Point annotations for photos:

------------------------

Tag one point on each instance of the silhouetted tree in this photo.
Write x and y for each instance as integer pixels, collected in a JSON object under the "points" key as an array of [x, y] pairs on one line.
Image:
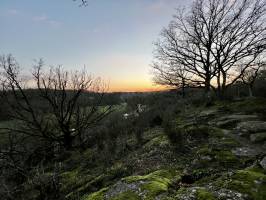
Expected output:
{"points": [[250, 75], [72, 101], [212, 39]]}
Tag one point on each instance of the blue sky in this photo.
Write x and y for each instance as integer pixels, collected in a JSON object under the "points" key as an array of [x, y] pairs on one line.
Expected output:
{"points": [[112, 38]]}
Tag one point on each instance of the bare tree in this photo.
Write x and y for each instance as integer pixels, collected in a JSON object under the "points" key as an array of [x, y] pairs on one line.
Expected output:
{"points": [[213, 38], [250, 75], [173, 76], [71, 102], [82, 2]]}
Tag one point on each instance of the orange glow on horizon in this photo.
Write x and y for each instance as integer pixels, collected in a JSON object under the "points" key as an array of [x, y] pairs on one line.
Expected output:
{"points": [[134, 87]]}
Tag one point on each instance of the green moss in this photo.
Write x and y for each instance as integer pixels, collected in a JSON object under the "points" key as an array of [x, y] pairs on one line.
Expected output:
{"points": [[252, 105], [225, 157], [203, 194], [160, 140], [155, 187], [154, 183], [160, 174], [96, 195], [128, 195], [249, 182]]}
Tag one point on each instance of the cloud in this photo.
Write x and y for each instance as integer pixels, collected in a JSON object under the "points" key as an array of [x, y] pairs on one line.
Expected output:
{"points": [[12, 12], [44, 19]]}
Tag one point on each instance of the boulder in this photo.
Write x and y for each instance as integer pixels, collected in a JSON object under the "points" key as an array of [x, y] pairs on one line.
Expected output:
{"points": [[251, 127], [263, 163], [245, 151], [258, 137]]}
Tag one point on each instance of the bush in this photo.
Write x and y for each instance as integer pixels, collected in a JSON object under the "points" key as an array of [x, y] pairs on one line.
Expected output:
{"points": [[174, 134]]}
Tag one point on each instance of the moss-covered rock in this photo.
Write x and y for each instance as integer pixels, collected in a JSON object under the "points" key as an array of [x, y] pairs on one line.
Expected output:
{"points": [[128, 195], [96, 195], [203, 194], [250, 182]]}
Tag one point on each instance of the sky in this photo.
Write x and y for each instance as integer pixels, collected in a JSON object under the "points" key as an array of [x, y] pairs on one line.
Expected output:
{"points": [[113, 39]]}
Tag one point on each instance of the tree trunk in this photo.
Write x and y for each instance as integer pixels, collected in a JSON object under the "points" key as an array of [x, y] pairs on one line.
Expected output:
{"points": [[68, 141], [183, 88], [250, 90]]}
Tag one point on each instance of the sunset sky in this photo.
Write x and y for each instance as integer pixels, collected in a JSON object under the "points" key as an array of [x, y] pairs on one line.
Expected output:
{"points": [[112, 38]]}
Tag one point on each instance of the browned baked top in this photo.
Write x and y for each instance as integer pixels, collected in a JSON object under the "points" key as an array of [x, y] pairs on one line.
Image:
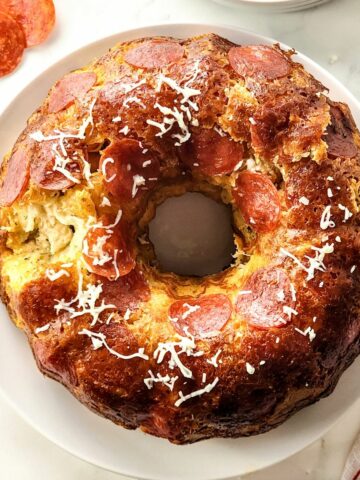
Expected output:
{"points": [[186, 358]]}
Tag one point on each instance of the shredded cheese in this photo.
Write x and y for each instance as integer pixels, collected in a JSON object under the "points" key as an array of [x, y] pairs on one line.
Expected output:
{"points": [[52, 275], [99, 340], [315, 263], [214, 360], [44, 328], [325, 221]]}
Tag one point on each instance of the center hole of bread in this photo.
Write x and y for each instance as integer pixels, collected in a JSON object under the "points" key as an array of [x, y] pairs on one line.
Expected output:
{"points": [[192, 235]]}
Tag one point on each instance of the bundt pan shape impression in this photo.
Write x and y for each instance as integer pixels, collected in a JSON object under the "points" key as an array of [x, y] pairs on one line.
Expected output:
{"points": [[186, 358]]}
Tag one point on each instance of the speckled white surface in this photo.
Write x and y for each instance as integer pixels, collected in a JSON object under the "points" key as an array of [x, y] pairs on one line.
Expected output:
{"points": [[331, 36]]}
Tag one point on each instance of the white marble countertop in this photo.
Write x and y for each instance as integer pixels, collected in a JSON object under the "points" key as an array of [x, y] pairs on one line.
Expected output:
{"points": [[330, 35]]}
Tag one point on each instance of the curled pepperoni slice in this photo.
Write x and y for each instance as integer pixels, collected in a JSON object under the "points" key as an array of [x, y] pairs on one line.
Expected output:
{"points": [[52, 170], [107, 250], [258, 201], [211, 153], [12, 43], [127, 292], [16, 178], [37, 18], [339, 135], [127, 170], [270, 300], [73, 86], [259, 61], [154, 54], [201, 316]]}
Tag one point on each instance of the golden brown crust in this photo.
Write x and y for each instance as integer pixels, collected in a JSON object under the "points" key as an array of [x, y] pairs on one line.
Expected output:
{"points": [[277, 351]]}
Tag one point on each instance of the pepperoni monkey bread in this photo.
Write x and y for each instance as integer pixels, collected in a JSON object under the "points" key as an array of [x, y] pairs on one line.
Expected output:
{"points": [[227, 355]]}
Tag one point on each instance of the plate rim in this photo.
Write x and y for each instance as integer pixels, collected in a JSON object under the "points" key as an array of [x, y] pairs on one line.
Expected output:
{"points": [[176, 26]]}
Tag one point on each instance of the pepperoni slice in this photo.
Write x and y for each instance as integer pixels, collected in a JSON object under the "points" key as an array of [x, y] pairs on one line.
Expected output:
{"points": [[106, 249], [127, 292], [339, 135], [210, 153], [37, 18], [16, 178], [201, 316], [259, 61], [154, 54], [43, 172], [270, 292], [73, 86], [127, 170], [12, 43], [258, 200]]}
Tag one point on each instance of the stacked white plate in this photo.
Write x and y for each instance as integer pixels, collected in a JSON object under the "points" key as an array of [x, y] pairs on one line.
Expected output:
{"points": [[275, 6]]}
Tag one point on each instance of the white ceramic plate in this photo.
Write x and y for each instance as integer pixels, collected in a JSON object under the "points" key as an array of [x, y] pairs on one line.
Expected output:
{"points": [[58, 416], [274, 6]]}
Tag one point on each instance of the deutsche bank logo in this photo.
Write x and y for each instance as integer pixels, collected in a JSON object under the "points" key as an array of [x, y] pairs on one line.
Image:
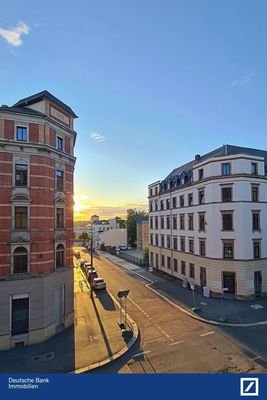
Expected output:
{"points": [[249, 386]]}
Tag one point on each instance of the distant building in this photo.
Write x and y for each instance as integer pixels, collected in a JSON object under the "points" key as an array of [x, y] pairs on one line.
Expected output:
{"points": [[142, 232], [113, 237], [37, 161], [208, 222]]}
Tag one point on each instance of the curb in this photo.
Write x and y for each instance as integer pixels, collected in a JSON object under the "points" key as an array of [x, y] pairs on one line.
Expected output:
{"points": [[127, 347], [185, 311]]}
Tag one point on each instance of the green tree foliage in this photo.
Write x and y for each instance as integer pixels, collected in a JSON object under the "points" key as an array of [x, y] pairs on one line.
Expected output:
{"points": [[132, 214], [145, 256]]}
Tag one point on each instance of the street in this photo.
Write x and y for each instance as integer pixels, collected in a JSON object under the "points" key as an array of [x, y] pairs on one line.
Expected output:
{"points": [[172, 342]]}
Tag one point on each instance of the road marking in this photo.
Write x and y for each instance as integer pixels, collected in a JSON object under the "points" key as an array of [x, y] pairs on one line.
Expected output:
{"points": [[180, 341], [142, 353], [207, 333]]}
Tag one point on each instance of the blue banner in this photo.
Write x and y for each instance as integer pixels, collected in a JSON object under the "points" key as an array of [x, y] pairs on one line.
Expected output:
{"points": [[134, 387]]}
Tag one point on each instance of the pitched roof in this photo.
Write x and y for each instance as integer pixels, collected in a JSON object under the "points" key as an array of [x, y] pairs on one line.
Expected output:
{"points": [[35, 98]]}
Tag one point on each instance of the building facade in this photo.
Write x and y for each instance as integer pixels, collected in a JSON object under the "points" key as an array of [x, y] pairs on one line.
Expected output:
{"points": [[36, 225], [208, 222]]}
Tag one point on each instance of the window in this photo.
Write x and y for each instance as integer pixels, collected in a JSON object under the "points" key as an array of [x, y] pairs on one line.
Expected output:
{"points": [[192, 271], [254, 193], [175, 265], [255, 220], [190, 199], [20, 260], [60, 256], [201, 222], [168, 222], [191, 222], [20, 315], [183, 268], [21, 174], [182, 221], [59, 180], [168, 204], [21, 217], [202, 247], [21, 133], [168, 241], [191, 245], [256, 249], [201, 196], [60, 218], [226, 194], [182, 243], [174, 222], [228, 250], [254, 168], [226, 169], [227, 221], [59, 143]]}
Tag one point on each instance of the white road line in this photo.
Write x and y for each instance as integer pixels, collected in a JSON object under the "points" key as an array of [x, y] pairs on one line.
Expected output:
{"points": [[142, 353], [208, 333], [179, 342]]}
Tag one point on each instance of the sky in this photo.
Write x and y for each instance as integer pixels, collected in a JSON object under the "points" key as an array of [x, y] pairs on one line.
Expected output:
{"points": [[154, 82]]}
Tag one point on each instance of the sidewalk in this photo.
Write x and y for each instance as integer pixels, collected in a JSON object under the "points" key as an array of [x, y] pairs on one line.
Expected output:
{"points": [[94, 340], [226, 312]]}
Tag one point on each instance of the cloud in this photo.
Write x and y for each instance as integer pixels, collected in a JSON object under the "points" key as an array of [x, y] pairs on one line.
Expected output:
{"points": [[243, 81], [13, 35], [97, 137]]}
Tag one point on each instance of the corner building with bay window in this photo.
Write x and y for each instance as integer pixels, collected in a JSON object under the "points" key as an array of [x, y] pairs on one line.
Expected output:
{"points": [[208, 222], [36, 219]]}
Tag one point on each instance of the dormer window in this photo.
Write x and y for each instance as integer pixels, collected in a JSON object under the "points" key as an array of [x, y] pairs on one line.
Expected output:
{"points": [[21, 134], [226, 169]]}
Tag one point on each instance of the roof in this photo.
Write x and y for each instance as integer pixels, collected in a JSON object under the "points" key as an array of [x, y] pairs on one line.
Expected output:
{"points": [[35, 98], [225, 150]]}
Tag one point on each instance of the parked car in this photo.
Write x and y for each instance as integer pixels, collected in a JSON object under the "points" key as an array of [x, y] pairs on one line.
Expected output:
{"points": [[99, 283]]}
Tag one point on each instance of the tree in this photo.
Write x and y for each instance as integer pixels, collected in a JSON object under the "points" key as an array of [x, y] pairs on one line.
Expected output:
{"points": [[132, 214], [145, 256]]}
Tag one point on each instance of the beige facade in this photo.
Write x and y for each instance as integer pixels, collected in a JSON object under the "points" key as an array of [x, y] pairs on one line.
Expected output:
{"points": [[207, 222]]}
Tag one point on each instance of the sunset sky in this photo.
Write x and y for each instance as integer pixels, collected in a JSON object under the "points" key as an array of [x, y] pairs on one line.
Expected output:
{"points": [[153, 82]]}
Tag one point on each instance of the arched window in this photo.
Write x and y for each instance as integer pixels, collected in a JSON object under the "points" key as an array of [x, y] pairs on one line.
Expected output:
{"points": [[60, 255], [20, 260]]}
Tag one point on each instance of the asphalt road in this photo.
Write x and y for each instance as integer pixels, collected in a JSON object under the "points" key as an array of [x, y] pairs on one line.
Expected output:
{"points": [[172, 342]]}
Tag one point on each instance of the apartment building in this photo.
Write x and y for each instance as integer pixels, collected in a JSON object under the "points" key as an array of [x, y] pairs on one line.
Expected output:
{"points": [[37, 141], [208, 222]]}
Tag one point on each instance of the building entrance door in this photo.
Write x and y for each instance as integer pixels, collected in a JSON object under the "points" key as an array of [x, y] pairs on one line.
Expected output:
{"points": [[203, 277], [59, 306], [257, 283], [229, 281]]}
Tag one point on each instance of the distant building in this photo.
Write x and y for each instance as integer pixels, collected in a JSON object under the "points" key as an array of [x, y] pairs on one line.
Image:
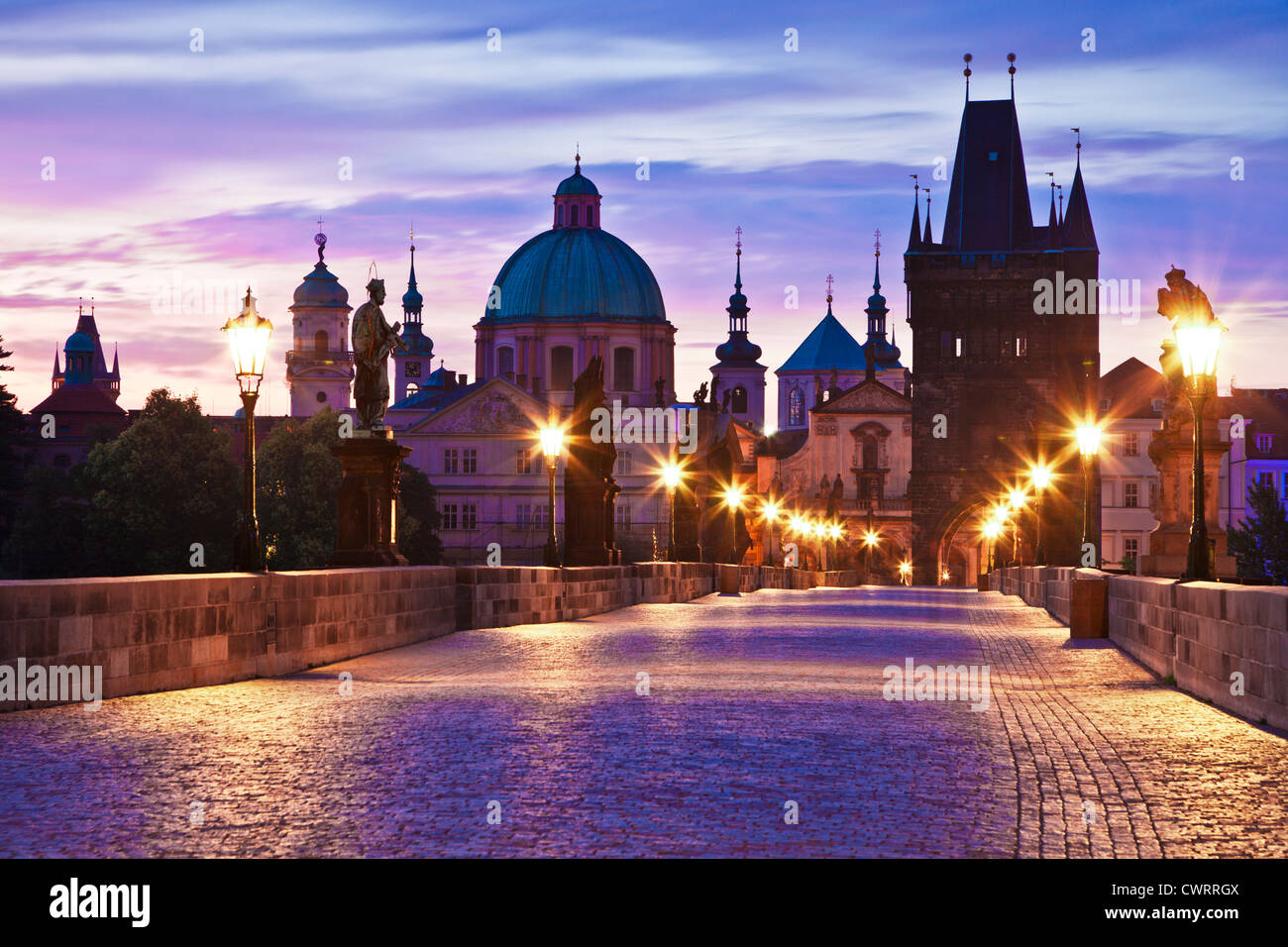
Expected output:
{"points": [[320, 365], [81, 408], [1131, 403], [1260, 455]]}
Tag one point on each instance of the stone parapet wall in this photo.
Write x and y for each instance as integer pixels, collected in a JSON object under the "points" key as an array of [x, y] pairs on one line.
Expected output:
{"points": [[162, 633], [1223, 642]]}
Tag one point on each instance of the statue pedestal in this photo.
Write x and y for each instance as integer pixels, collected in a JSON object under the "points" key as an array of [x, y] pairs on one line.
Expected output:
{"points": [[368, 501]]}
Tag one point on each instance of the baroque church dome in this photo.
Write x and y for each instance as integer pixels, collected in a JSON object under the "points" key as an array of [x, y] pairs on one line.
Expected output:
{"points": [[576, 269]]}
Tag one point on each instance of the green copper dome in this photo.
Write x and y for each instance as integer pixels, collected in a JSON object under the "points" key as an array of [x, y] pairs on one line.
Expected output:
{"points": [[576, 184], [576, 273]]}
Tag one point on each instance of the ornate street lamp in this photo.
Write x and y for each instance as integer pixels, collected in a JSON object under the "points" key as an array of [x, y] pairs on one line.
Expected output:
{"points": [[671, 475], [1197, 343], [769, 513], [1016, 501], [248, 339], [870, 543], [1039, 475], [552, 444], [1089, 446], [991, 531]]}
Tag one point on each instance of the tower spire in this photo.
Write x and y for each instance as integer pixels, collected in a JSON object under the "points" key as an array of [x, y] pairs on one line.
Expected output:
{"points": [[914, 236]]}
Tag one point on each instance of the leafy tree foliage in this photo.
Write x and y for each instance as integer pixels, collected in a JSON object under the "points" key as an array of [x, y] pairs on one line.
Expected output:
{"points": [[1260, 544], [417, 518], [297, 482], [166, 482]]}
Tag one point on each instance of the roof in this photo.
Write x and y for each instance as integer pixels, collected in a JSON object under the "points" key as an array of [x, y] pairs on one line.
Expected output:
{"points": [[988, 201], [578, 183], [80, 398], [828, 347], [1131, 388], [576, 273]]}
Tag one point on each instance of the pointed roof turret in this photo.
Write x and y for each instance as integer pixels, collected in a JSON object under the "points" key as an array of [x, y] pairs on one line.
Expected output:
{"points": [[914, 235], [1078, 232]]}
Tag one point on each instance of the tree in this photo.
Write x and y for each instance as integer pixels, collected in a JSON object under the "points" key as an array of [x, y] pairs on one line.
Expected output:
{"points": [[417, 518], [167, 482], [297, 480], [47, 539], [12, 424], [1260, 544]]}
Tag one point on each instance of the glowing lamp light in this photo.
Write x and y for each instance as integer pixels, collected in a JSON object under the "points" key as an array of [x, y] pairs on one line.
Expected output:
{"points": [[1198, 346], [1089, 438], [552, 444], [248, 339]]}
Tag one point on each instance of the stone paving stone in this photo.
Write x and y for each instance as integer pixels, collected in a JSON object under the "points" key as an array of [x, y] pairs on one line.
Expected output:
{"points": [[752, 701]]}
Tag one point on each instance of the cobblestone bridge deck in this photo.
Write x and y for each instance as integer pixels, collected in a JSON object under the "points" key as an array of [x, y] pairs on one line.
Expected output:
{"points": [[751, 702]]}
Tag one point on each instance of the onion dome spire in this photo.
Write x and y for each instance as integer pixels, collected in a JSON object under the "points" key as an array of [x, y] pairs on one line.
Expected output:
{"points": [[738, 350]]}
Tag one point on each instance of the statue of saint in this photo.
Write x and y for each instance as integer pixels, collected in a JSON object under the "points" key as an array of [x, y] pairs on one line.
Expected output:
{"points": [[1183, 299], [373, 342]]}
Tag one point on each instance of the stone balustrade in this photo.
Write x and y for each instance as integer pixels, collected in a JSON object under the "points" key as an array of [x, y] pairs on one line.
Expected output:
{"points": [[1222, 642]]}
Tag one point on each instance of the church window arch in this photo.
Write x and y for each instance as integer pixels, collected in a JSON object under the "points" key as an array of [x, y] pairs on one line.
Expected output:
{"points": [[623, 368], [505, 363], [795, 407]]}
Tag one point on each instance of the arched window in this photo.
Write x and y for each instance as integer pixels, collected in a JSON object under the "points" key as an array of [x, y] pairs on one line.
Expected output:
{"points": [[561, 368], [795, 408], [623, 368], [870, 453]]}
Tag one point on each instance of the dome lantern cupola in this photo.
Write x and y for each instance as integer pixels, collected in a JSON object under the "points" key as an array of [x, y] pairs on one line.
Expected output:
{"points": [[576, 200]]}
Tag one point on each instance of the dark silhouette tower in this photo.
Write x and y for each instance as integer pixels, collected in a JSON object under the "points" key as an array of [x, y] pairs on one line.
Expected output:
{"points": [[1001, 369]]}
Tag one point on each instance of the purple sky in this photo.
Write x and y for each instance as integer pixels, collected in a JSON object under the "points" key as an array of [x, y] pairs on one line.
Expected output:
{"points": [[213, 166]]}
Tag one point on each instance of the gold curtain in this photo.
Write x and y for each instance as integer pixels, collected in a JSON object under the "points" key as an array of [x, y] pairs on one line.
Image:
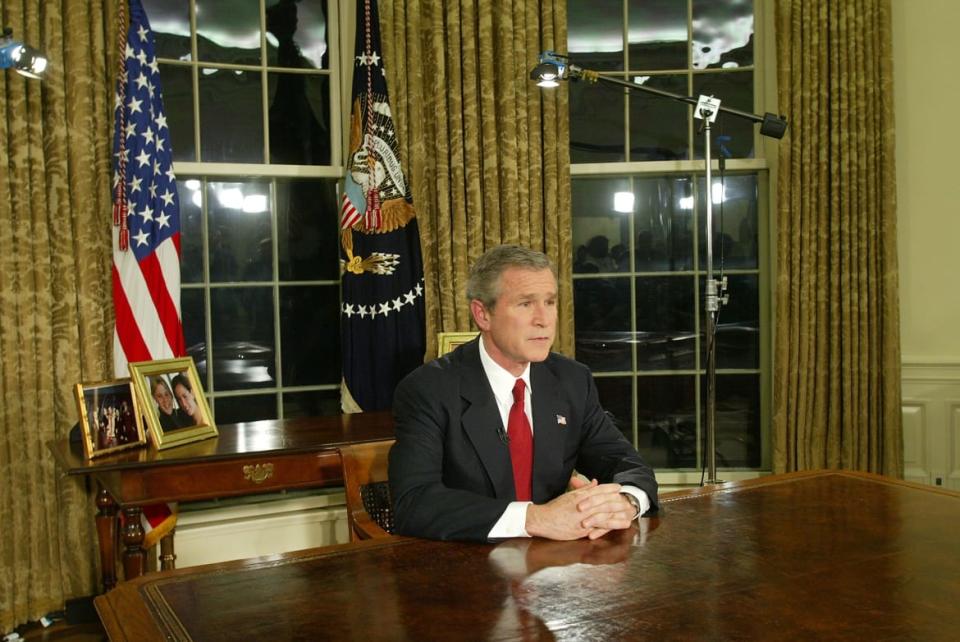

------------------------

> [Objective]:
Pick out every line in the items above that contains the string "lamp" and copy each one in full.

> [Task result]:
Tag one point on each instance of the ornate street lamp in this photo.
Tag one point on each instance of the glowing lamp light in this photo.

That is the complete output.